#### TASK DATA
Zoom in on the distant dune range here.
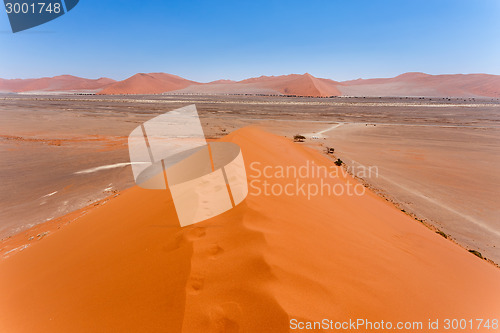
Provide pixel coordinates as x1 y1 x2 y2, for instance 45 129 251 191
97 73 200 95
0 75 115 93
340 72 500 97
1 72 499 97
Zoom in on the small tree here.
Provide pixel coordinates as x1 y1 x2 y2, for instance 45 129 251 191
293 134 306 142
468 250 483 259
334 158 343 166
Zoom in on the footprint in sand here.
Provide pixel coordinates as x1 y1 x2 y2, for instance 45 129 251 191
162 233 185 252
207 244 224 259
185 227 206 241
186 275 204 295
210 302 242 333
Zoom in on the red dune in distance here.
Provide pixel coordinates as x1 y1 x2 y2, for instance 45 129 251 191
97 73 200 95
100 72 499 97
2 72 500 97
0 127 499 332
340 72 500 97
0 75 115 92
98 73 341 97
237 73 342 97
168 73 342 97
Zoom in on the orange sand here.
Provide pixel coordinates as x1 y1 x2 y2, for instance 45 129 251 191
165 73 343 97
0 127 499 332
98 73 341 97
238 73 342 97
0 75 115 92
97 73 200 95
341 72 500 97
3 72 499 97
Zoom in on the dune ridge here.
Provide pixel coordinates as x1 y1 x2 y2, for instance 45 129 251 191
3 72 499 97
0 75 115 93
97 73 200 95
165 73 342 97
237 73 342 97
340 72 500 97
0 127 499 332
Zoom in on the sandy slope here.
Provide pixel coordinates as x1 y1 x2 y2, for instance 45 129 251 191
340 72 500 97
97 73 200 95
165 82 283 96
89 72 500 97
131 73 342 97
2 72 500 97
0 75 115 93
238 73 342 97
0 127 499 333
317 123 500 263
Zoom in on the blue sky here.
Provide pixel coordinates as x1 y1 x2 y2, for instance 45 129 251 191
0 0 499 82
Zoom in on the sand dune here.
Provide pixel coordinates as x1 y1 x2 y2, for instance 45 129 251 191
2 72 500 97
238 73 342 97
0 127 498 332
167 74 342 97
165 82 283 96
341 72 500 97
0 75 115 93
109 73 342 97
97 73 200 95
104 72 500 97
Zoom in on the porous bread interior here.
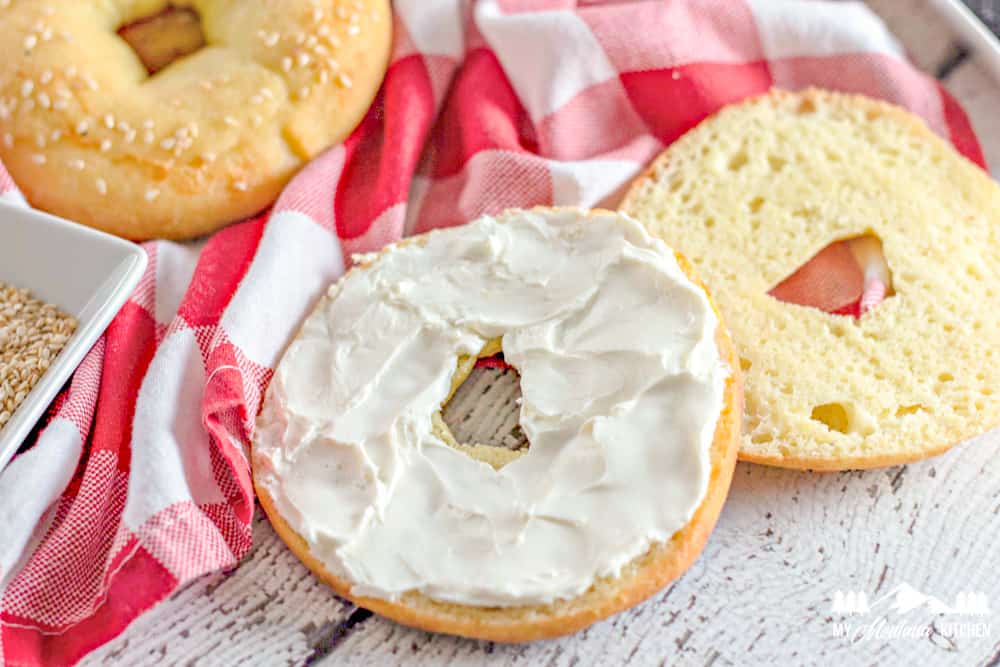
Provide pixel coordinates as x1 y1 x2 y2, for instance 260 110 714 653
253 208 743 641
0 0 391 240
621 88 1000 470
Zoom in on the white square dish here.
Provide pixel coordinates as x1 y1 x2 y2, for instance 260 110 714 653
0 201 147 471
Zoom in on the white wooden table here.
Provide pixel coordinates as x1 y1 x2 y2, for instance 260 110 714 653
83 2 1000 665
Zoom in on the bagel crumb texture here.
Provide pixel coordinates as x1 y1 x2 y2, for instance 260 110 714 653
########
* [EXERCISE DETAILS] Give the number of lines in the listing above where the word "white" appears, and nothing else.

* [EXERCISE RESULT] 2